→ **SHORT EXERCISE A**: Copy the rows word for word, starting with the line that contains "Mark the car wheel" and going on through the last line of the rows.
*** EXCERPT TO READ
Keep them in the indoor cage for at least a week, and until all rabbits are settled and grooming, laying with each other. Scatter feed their food and put a water bottle on each end. Do NOT put any toys/litter trays/bowls in the cage, as they could become territorial over these objects and "guard" them.

During this week of bonding, keep them confined to the indoor cage only. Don't be tempted to give them more room as it is too early and is likely to result in fights.

While bonding, neutralise all the area they are to go into once bonded. 
You can do this with white vinegar, or a weak bleach solution, leaving it to air for a few days after. You MUST neutralise all bowls, toys and bottles as well, as they will pick up scents from those and a squabble may happen.
******
*** SUPPLIED DATA
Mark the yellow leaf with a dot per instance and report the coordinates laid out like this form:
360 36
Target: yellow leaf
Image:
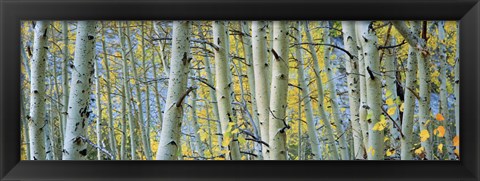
389 101
456 141
419 150
440 117
371 151
391 111
440 148
380 126
440 131
390 152
424 135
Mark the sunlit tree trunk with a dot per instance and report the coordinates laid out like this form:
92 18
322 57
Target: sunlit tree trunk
65 62
390 65
260 68
37 92
443 90
332 152
211 92
144 140
349 40
223 87
99 110
339 127
78 105
369 42
307 101
111 125
177 83
126 91
278 94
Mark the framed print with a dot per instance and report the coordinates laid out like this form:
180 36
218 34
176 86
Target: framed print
192 90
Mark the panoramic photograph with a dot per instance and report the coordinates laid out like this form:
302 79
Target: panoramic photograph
240 90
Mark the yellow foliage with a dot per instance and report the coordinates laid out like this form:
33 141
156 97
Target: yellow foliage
440 131
424 135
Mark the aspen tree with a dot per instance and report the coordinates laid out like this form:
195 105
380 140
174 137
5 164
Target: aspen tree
169 144
278 94
369 42
307 101
74 147
260 66
443 90
37 119
332 152
223 89
349 39
339 128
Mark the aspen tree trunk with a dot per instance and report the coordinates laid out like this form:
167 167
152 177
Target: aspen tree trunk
111 125
390 64
147 90
144 140
211 91
66 60
349 39
99 110
406 144
341 132
223 86
363 90
248 54
457 87
37 92
278 94
307 101
260 68
126 91
374 102
177 83
443 90
332 152
424 102
78 105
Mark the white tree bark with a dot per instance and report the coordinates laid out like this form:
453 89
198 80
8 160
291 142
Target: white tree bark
74 147
177 84
223 86
349 39
369 41
307 101
278 94
260 68
339 127
37 92
332 152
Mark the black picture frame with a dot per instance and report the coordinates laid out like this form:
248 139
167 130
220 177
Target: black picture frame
13 11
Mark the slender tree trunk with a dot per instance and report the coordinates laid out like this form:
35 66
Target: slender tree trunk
278 94
369 42
99 110
37 92
111 125
223 88
179 68
332 148
144 140
78 107
260 68
349 39
443 91
66 61
339 128
307 101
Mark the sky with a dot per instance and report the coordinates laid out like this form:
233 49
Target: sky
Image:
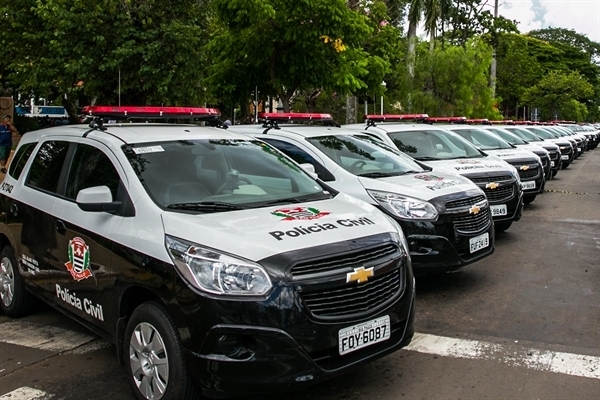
583 16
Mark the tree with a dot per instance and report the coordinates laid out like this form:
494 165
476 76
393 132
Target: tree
569 37
565 94
453 81
284 46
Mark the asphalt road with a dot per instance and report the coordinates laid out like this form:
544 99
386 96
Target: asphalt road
521 324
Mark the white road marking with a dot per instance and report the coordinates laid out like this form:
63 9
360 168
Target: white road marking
511 355
26 393
46 337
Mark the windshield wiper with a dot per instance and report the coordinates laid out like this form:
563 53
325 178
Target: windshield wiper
206 206
427 158
376 174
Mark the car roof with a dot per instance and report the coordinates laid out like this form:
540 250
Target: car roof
297 129
132 133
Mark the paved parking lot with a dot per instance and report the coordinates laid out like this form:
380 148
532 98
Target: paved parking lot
521 324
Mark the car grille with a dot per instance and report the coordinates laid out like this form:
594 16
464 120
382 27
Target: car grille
473 223
499 194
532 172
464 202
342 264
491 178
348 300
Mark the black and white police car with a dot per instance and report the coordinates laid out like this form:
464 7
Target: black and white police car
216 264
446 151
446 218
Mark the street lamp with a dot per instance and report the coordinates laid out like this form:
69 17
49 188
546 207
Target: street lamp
384 85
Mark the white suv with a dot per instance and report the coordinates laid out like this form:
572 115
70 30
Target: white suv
445 217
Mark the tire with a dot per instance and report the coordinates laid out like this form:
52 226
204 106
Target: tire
15 300
528 199
502 226
154 356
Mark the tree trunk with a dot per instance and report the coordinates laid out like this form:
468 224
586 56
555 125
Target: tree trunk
351 109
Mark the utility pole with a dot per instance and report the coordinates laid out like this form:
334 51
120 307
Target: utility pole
493 67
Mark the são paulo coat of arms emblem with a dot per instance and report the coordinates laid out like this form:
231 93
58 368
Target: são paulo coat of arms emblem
79 259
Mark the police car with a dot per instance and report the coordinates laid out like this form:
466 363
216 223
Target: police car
445 217
528 164
446 151
216 264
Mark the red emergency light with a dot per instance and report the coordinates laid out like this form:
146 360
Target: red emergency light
279 117
450 120
150 112
395 117
479 121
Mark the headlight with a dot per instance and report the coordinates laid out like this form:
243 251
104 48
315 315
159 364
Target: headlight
515 173
215 272
404 206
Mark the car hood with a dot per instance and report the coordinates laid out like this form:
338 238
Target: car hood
424 185
469 165
262 232
509 155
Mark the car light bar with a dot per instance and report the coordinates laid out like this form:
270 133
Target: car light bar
447 119
294 117
480 121
395 117
150 112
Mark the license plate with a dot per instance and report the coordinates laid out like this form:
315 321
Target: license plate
363 335
528 185
479 242
498 210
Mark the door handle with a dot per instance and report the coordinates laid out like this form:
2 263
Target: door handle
60 227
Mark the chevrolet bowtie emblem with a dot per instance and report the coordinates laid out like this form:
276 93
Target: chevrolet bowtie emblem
359 275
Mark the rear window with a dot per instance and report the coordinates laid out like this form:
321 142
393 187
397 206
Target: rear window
20 159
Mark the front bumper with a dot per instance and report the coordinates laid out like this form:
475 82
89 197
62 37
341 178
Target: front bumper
291 338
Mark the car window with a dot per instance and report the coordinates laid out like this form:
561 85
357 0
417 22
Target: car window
20 159
47 165
301 157
248 173
91 167
434 145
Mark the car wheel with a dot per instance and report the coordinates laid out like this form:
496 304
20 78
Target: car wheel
15 300
502 226
528 199
156 365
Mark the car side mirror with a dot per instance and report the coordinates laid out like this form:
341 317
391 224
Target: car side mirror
******
→ **SHORT EXERCISE B**: Write the next part of the advice on bonding rabbits, picking up after its final sentence.

→ **TASK ANSWER A**:
Mark the car wheel with a dot per instance and report the coordinates laid out like this form:
496 304
20 78
Target: car wheel
15 300
502 226
528 199
156 365
Mark the car side mirror with a dot per instance and report the coordinates laid out like this form:
341 317
391 224
Target: car side mirror

→ **TASK ANSWER B**:
For the first week back in their enclosure, in a hutch with multiple levels, I would keep them confined to one tier, then after a week, the next, then the next. This is going on the "gradually increase their enclosure" rule. If you give them it all at once, they will fight. Do this, going back a step if they squabble (decreasing area) and the bond should be fine.

Don't keep moving them during the bonding, and only car ride if necessary.
I would not do anything such as spraying them with water, putting them on a tumble dryer etc, as this just creates un necessary fear and jolting, while a car ride is a smooth journey, if that makes sense.

Good luck.


ETA: Just realised the date of the original post, so by now, my essay is probably irrelevant!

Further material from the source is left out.